WRITTEN EXERCISE 1: Repeat the stretch of the travel account about the Colombian strike from "At first, the" through "middle of it.", reproducing the wording unchanged.

SOURCE EXTRACT:
______
Obviously it takes a certain type of individual to take up cruising. The word “individual” is really the key. All of us out here are truly unique and I would say that by and large, we all march to our own, and very personal, drummer’s beat. The fact that we have all eschewed sticking close to family and friends, and all those things tried and true, but have instead chosen to depart for lands and seas unknown, make us anomalies in the world. We’ve “left”, and continue to leave when we decide the time is right to move on. Which makes our time in Colombia fraught with personal angst.
All was going swimmingly. Although Ron had picked up an annoying cold along the way, we were still plowing onwards and seeing the sights and sounds of this very unique country. And then it all ground to a halt. While in San Agustin, wandering amongst the “estatuas” of some unknown and long-ago people, we heard rumblings that as of Sunday midnight, there was going to be a nation-wide strike. Coffee workers, those underpaid, and underappreciated labourers, were finally pissed off enough to resume their struggle against El Presidente, demanding better wages and a review of the Free Trade agreement with the US of A. The coffee industry had essentially tanked, along with most of the agriculture business, and with the foreign companies’ monopolies over seeds and fertilizers, the campesinos had been pushed to the breaking point. Strike it was, and fellow Colombians, those in the transportation sector also protesting high fuel costs (let’s put it in perspective – Ecuador, a neighboring country, was selling gas for $1.00 usd/gallon. Venezuela, with its subsidies, was selling gasoline for an insane $.06/gallon. Panama to the north, was selling gas for around $3.80 usd/gallon. Colombia, although purchasing gas from its neighbors, had gas at the pumps for close to $5.00/gallon!), decided to support.
At first, the bus companies just didn’t run, but as the strike continued into day 4, there were reports of blockades cutting off major roads. Rocks, piles of burning logs, vehicles and other assorted traffic-stopping trash, were all heaped in the middle of highways, making roads impassable. The bus companies wanted to renew operations, losing money hand over fist daily, but in some states, it was either too dangerous or impossible to continue. And we were smack dab in the middle of it.
______
RECORDS SHOWN:
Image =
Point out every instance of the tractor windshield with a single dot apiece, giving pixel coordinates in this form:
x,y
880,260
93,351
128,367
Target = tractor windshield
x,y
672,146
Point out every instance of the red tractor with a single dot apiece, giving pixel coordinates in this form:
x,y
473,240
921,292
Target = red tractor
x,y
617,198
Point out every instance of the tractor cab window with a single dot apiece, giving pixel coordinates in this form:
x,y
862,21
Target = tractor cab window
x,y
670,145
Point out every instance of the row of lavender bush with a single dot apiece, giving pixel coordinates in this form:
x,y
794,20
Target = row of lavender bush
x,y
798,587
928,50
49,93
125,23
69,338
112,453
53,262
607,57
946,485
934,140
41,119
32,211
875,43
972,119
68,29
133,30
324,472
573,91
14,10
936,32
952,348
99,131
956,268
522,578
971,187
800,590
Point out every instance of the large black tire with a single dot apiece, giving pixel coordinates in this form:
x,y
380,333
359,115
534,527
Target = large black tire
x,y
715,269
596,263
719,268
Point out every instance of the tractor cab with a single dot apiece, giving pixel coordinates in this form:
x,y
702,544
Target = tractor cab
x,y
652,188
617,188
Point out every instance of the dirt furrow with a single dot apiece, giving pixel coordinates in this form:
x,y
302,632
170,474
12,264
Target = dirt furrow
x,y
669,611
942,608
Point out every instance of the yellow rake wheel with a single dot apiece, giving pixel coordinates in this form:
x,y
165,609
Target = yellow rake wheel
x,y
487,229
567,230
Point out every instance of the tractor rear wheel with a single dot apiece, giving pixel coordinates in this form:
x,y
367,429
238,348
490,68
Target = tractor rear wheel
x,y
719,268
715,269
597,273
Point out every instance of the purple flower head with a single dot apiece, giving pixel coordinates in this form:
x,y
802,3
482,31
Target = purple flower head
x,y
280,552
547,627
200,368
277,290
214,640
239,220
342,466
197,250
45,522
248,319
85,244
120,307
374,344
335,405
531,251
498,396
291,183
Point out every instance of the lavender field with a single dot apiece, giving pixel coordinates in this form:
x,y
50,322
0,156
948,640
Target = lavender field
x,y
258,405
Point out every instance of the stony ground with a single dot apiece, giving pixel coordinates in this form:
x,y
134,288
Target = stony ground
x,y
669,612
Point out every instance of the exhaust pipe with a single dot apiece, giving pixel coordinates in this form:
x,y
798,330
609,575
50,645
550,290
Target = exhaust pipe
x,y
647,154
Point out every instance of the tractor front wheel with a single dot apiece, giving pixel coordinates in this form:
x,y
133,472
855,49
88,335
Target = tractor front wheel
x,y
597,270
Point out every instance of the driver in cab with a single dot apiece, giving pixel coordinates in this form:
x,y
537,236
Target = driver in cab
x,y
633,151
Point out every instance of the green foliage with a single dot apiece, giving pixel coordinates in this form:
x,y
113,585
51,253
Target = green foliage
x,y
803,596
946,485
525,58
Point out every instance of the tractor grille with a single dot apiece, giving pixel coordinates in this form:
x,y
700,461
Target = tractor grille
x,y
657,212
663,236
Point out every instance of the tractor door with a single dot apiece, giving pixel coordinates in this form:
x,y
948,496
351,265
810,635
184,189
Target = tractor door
______
WRITTEN EXERCISE 2: Filter the records above, keeping every line that holds the string "ground" with matching case.

WRITTEN REPLY 1:
At first, the bus companies just didn’t run, but as the strike continued into day 4, there were reports of blockades cutting off major roads. Rocks, piles of burning logs, vehicles and other assorted traffic-stopping trash, were all heaped in the middle of highways, making roads impassable. The bus companies wanted to renew operations, losing money hand over fist daily, but in some states, it was either too dangerous or impossible to continue. And we were smack dab in the middle of it.

WRITTEN REPLY 2:
Point out every instance of the stony ground with a single dot apiece, giving pixel coordinates in this form:
Target = stony ground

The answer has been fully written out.